- _Problem to solve_: Filter the records below and copy every line that contains the string "hoodie", treating uppercase and lowercase letters as different.

- _Dataset content_:
※

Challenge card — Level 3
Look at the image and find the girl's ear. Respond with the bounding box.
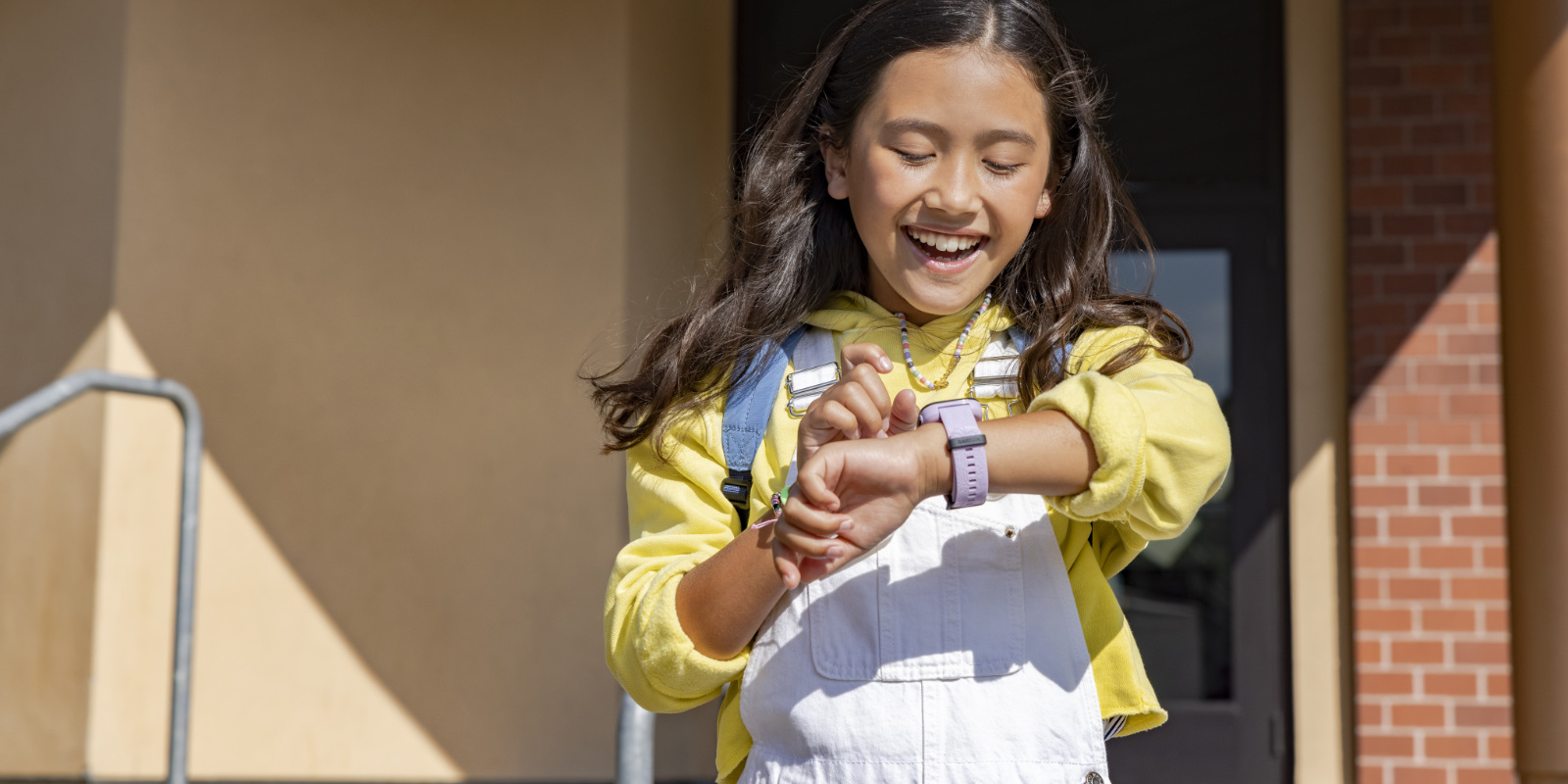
[817,135,850,199]
[1035,188,1051,218]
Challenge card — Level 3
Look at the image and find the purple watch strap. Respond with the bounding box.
[920,398,991,510]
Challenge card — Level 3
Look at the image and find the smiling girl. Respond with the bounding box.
[593,0,1229,784]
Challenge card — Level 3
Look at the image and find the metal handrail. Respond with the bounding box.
[614,692,654,784]
[0,370,202,784]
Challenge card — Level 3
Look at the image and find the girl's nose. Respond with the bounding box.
[925,155,980,215]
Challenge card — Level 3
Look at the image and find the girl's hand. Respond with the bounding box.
[797,343,920,465]
[773,428,951,588]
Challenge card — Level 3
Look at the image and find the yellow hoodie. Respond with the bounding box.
[604,292,1231,782]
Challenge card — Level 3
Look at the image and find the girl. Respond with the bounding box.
[593,0,1229,784]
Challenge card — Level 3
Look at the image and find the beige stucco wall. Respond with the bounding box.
[0,0,731,781]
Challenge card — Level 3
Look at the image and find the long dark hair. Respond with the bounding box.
[588,0,1192,452]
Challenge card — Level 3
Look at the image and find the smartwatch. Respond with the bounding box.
[920,397,991,510]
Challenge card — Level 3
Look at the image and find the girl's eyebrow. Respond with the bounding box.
[883,118,1038,149]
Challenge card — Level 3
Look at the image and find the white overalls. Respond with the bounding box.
[740,496,1108,784]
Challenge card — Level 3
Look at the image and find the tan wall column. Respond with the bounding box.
[1493,0,1568,784]
[1286,0,1353,784]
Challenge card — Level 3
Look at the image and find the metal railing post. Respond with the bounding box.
[614,692,654,784]
[0,370,202,784]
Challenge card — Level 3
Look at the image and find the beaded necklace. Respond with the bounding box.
[894,292,991,390]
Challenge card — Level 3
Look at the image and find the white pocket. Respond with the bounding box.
[806,499,1024,680]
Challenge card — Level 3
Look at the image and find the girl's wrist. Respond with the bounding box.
[905,423,954,500]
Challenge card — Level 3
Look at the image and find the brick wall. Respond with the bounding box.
[1346,0,1513,784]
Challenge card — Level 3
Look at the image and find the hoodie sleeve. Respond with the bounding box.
[604,416,750,713]
[1029,326,1231,575]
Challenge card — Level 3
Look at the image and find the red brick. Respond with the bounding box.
[1416,544,1476,570]
[1383,392,1443,417]
[1455,768,1515,784]
[1416,363,1474,385]
[1356,735,1416,758]
[1409,241,1471,267]
[1480,547,1508,569]
[1424,301,1471,324]
[1350,185,1405,210]
[1350,484,1409,507]
[1390,706,1447,727]
[1388,514,1443,538]
[1408,61,1469,88]
[1386,455,1438,476]
[1348,122,1411,149]
[1372,34,1432,57]
[1354,544,1409,569]
[1480,481,1508,507]
[1346,6,1403,31]
[1378,152,1436,177]
[1350,243,1411,269]
[1386,215,1438,237]
[1421,607,1476,632]
[1390,640,1443,664]
[1394,766,1448,784]
[1422,735,1480,759]
[1436,152,1492,175]
[1450,577,1508,602]
[1447,332,1499,356]
[1416,484,1471,507]
[1429,33,1492,57]
[1388,577,1443,599]
[1453,641,1508,664]
[1487,735,1513,759]
[1350,421,1409,447]
[1421,672,1477,696]
[1448,455,1502,476]
[1487,610,1511,632]
[1346,66,1405,89]
[1487,672,1513,696]
[1453,706,1513,727]
[1448,392,1502,417]
[1356,672,1416,696]
[1409,5,1464,28]
[1409,182,1469,207]
[1356,640,1383,664]
[1356,610,1413,632]
[1448,514,1503,536]
[1383,271,1438,296]
[1409,122,1468,147]
[1416,421,1474,445]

※

- _Answer in full_:
Look at the image and find the yellow hoodie. Respond with the bounding box.
Look at the image and find the hoodie sleeve. Respond with the bounding box.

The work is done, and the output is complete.